_PAGE EXTRACT_
··········

JeffB and Swamidass: Understanding Evidence for Phylogeny

swamidass · March 25, 2021, 6:41pm

It was a large sample, not a small sample, that the algorithm is allowed to see. The holdout set is small.

swamidass · March 25, 2021, 6:48pm

And just FYI, that’s a massive improvement in most subfields of computational biology. Most papers will show robust gains of only just 5 or 10% over a 75% baseline, and that is still a very good result.

Jumping from 75% to 95% only happens if you have really found a radically different and powerful insight into the problem. In this case they did: inferred phylogenetic history is more informative than sequence similarity.

This also illustrates nicely that similarity is not the same thing as a tree. Because if they were the same thing, you would expect them to have identical performance.

T_aquaticus · March 25, 2021, 7:42pm

Part of that database is a phylogeny, and for 3% of that phylogeny they were able to assign function. What “assign function to 3%” means isn’t entirely clear from my brief reading of the paper, but I would imagine it indicates coverage of the species in the tree. With that small amount of coverage, SIFTER was able to predict the function of the “unknown” genes they used in the test with 96% accuracy.

··········

_EXERCISE DESCRIPTION_
Can you reproduce the forum thread above on evidence for phylogeny word for word, from start to finish?

(Point localization data)
··········

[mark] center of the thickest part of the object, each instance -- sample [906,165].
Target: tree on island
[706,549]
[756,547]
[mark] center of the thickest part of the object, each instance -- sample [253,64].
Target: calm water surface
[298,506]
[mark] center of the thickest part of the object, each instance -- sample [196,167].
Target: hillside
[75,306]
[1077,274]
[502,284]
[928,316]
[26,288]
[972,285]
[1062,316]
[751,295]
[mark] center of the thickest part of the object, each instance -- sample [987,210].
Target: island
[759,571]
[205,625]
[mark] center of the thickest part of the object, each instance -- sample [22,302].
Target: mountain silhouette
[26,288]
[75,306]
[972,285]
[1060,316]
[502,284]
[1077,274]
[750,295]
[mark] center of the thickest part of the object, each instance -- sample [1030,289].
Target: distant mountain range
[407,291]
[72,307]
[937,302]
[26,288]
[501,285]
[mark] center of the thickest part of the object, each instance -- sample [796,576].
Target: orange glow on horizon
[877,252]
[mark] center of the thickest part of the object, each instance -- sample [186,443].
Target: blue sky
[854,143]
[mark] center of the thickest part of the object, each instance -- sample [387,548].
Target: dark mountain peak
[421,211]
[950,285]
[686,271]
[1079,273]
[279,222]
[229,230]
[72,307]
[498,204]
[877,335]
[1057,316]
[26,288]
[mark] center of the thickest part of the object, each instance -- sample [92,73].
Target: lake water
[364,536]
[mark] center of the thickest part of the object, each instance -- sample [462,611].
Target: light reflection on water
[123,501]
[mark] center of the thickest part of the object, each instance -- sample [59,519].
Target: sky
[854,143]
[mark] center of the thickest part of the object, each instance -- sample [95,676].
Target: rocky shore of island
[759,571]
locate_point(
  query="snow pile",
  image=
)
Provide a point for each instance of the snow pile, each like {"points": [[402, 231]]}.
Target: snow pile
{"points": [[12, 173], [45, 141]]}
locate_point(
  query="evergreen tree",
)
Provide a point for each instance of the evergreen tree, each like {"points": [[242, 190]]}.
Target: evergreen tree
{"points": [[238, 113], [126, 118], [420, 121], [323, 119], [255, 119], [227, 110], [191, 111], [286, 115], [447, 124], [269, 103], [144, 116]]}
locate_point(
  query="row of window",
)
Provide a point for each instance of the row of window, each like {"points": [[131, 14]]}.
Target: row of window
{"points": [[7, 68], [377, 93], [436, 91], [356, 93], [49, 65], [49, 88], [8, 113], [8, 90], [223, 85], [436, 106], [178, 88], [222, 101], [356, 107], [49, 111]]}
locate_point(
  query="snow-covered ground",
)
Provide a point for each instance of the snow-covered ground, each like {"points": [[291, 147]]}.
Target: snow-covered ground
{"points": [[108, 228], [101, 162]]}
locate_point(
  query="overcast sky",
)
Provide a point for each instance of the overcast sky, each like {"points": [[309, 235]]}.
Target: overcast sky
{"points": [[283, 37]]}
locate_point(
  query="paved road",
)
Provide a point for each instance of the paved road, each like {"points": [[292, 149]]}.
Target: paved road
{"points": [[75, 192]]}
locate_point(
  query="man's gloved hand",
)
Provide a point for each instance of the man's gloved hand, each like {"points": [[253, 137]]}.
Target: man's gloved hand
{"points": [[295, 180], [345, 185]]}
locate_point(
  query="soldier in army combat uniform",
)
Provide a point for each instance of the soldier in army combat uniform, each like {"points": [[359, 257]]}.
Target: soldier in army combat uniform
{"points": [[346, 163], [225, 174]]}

··········

_OUTPUT OF THE EXERCISE_
JeffB and Swamidass: Understanding Evidence for Phylogeny

swamidass · March 25, 2021, 6:41pm

It was a large sample, not a small sample, that the algorithm is allowed to see. The holdout set is small.

swamidass · March 25, 2021, 6:48pm

And just FYI, that’s a massive improvement in most subfields of computational biology. Most papers will show robust gains of only just 5 or 10% over a 75% baseline, and that is still a very good result.

Jumping from 75% to 95% only happens if you have really found a radically different and powerful insight into the problem. In this case they did: inferred phylogenetic history is more informative than sequence similarity.

This also illustrates nicely that similarity is not the same thing as a tree. Because if they were the same thing, you would expect them to have identical performance.

T_aquaticus · March 25, 2021, 7:42pm

Part of that database is a phylogeny, and for 3% of that phylogeny they were able to assign function. What “assign function to 3%” means isn’t entirely clear from my brief reading of the paper, but I would imagine it indicates coverage of the species in the tree. With that small amount of coverage, SIFTER was able to predict the function of the “unknown” genes they used in the test with 96% accuracy.